• TASK BRIEF
Copy out every line of the records where the string "volcano" occurs.

• SUPPLIED DATA
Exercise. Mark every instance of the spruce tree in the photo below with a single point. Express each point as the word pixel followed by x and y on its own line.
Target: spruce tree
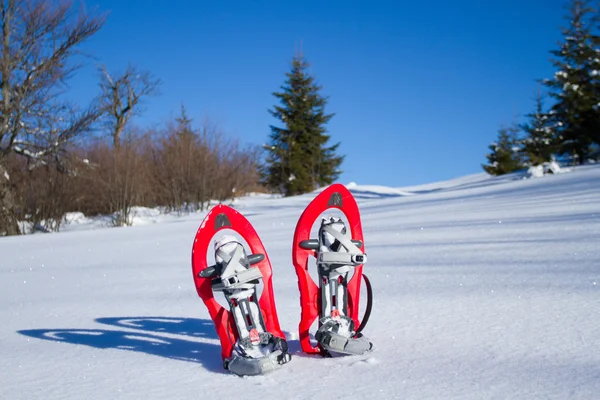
pixel 575 85
pixel 505 156
pixel 539 144
pixel 299 157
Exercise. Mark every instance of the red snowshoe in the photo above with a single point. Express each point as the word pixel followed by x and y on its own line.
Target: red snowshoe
pixel 251 340
pixel 339 250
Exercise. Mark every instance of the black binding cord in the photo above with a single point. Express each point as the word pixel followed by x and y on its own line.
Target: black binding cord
pixel 369 304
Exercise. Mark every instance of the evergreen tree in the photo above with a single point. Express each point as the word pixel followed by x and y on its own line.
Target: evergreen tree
pixel 299 158
pixel 575 85
pixel 505 156
pixel 539 144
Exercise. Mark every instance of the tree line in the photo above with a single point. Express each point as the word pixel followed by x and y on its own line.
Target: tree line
pixel 58 157
pixel 568 130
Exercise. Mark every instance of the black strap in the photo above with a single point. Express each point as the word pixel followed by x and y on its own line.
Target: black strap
pixel 369 304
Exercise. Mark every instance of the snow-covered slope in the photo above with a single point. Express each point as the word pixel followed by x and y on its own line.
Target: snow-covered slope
pixel 484 289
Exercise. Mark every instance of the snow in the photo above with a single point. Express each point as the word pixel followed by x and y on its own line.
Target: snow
pixel 484 288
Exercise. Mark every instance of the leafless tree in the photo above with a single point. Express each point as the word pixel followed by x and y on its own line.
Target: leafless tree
pixel 122 95
pixel 38 40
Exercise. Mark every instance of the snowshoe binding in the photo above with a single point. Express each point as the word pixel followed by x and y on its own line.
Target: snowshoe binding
pixel 251 340
pixel 339 251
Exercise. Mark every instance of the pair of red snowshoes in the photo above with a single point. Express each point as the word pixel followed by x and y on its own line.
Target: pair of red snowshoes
pixel 251 339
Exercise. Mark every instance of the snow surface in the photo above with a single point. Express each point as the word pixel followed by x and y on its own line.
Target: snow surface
pixel 484 288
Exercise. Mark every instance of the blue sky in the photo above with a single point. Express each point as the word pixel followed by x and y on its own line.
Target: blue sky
pixel 419 89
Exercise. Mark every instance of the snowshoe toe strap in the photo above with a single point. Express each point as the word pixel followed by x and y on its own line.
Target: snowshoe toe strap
pixel 237 281
pixel 244 365
pixel 335 342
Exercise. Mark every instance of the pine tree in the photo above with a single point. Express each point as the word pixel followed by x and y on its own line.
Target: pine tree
pixel 575 85
pixel 299 158
pixel 505 156
pixel 539 144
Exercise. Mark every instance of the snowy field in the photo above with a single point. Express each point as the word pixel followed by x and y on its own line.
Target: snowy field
pixel 484 288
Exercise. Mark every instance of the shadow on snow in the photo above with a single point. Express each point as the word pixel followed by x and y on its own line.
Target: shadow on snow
pixel 144 337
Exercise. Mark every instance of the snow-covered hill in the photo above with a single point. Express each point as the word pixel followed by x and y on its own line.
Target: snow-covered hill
pixel 485 288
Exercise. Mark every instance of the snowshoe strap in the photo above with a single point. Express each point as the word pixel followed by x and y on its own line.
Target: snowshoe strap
pixel 277 354
pixel 365 319
pixel 246 279
pixel 236 272
pixel 336 342
pixel 353 255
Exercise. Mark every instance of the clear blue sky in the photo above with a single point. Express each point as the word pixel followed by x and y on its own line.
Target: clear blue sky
pixel 418 88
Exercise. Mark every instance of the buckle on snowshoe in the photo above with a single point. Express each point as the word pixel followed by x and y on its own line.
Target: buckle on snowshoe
pixel 242 364
pixel 333 341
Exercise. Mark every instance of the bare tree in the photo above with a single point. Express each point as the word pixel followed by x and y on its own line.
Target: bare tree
pixel 38 40
pixel 122 95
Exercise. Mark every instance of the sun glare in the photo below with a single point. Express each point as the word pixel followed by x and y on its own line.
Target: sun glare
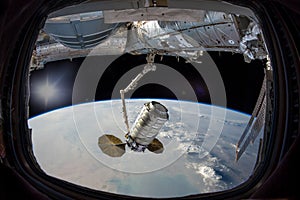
pixel 47 91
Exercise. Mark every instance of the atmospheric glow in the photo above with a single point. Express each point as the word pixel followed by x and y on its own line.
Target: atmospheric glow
pixel 47 91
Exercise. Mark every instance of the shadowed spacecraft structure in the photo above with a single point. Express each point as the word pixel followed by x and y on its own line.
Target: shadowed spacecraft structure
pixel 142 135
pixel 145 128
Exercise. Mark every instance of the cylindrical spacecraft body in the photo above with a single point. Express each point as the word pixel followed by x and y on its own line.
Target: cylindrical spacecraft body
pixel 147 125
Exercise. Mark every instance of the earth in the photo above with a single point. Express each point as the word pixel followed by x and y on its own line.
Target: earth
pixel 199 149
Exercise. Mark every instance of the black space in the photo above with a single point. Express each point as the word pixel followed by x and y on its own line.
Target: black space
pixel 242 81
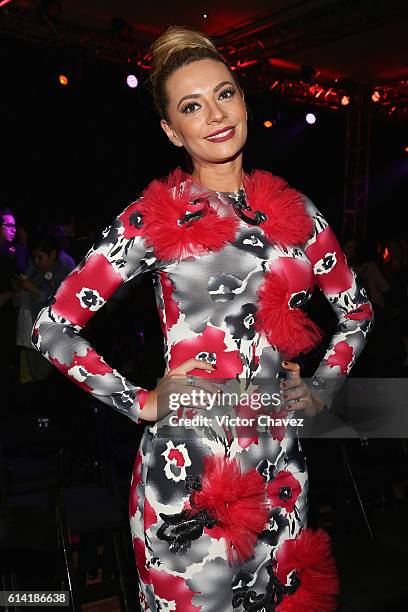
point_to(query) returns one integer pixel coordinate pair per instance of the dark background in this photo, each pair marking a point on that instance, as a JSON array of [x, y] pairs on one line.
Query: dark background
[[90, 148]]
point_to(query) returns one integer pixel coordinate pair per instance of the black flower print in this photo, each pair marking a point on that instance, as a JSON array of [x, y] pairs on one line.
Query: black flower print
[[242, 325], [90, 298]]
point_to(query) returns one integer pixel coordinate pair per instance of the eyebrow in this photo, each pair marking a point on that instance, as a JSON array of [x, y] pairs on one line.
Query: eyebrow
[[216, 88]]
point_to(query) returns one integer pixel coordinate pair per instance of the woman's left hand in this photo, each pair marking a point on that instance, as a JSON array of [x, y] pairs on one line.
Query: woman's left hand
[[294, 388]]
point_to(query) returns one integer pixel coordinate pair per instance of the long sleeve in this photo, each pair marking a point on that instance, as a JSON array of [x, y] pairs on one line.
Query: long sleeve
[[116, 258], [349, 301]]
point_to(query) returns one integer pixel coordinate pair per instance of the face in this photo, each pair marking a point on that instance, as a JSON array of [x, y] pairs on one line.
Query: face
[[8, 228], [206, 112], [44, 261]]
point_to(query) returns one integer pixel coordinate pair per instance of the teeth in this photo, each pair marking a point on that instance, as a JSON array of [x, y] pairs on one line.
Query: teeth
[[221, 135]]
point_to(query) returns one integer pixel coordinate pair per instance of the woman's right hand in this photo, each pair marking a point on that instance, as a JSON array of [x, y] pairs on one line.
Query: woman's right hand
[[174, 383]]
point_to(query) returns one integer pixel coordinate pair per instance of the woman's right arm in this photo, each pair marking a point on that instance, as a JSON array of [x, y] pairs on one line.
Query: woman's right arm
[[119, 256]]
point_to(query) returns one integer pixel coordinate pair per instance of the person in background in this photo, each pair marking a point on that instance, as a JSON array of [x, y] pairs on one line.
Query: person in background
[[13, 261], [48, 266]]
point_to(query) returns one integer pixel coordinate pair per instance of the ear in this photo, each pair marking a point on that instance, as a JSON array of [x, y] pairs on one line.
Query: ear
[[170, 133]]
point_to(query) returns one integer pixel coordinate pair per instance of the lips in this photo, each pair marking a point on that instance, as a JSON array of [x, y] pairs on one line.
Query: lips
[[222, 134]]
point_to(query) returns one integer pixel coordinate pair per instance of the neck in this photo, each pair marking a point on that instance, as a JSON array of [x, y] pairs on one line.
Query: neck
[[219, 177]]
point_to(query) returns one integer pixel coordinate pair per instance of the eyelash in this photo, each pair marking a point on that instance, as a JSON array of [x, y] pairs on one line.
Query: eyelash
[[184, 109]]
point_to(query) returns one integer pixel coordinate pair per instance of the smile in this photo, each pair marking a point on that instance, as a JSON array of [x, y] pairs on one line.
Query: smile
[[221, 136]]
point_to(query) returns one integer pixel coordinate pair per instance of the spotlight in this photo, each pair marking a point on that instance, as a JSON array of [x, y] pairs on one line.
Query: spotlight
[[132, 81], [311, 118]]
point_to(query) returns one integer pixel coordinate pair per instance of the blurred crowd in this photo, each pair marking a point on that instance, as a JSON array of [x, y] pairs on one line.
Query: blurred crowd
[[33, 263]]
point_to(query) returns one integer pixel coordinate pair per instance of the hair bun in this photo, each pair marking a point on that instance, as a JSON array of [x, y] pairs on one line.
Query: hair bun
[[176, 39]]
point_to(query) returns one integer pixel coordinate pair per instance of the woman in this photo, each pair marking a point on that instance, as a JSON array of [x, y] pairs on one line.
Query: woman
[[218, 509]]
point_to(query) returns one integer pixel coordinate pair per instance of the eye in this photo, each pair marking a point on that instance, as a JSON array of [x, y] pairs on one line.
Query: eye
[[190, 107], [227, 93]]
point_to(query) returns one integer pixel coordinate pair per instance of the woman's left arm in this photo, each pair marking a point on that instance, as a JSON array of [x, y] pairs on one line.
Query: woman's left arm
[[351, 305]]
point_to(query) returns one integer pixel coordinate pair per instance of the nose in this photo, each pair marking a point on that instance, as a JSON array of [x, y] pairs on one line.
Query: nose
[[215, 113]]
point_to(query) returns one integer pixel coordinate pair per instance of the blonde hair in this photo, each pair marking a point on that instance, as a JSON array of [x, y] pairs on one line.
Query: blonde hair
[[177, 47]]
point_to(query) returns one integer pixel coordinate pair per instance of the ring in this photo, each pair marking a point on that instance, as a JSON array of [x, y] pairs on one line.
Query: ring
[[191, 380]]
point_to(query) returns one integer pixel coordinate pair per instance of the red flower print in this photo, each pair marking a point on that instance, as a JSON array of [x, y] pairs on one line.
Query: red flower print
[[284, 490], [208, 346], [86, 289], [309, 555], [343, 357]]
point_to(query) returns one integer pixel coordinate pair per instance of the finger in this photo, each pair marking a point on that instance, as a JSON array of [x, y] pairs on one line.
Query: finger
[[191, 364], [294, 394], [202, 385], [301, 405], [292, 367], [292, 383]]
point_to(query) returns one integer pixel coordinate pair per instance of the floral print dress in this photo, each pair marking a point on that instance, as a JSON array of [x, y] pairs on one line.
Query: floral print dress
[[218, 510]]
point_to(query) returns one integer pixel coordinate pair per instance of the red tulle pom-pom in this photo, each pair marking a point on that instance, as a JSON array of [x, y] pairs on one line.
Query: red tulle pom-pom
[[165, 204], [310, 556], [288, 222], [237, 501], [289, 329]]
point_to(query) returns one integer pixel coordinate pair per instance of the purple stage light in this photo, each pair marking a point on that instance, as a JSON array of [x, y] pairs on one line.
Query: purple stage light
[[132, 81], [311, 118]]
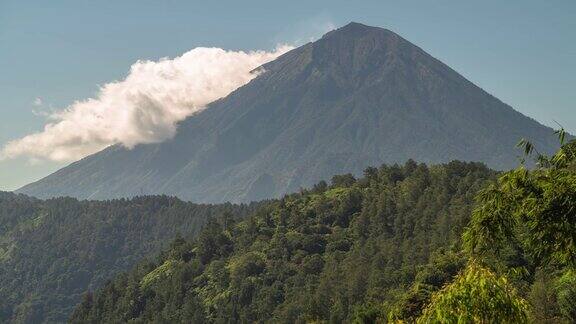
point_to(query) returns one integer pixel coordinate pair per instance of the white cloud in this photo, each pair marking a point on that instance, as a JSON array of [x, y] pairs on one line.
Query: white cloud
[[143, 108]]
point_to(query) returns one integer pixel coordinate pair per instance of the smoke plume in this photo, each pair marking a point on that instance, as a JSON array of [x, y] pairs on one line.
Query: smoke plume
[[145, 107]]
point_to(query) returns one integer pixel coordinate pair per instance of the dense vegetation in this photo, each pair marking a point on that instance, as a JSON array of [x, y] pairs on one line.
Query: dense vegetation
[[344, 252], [403, 244], [52, 251]]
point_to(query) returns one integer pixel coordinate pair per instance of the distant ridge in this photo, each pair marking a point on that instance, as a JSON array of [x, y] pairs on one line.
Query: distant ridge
[[358, 96]]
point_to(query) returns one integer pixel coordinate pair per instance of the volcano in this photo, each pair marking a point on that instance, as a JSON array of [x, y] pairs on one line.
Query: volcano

• COMPLETED EXERCISE
point_to(query) returns one integer pixel coordinate pair per instance of the volcano in this photo, each pair marking a point on that instance, as a JSON array of [x, y] pairs on one line.
Query: volcano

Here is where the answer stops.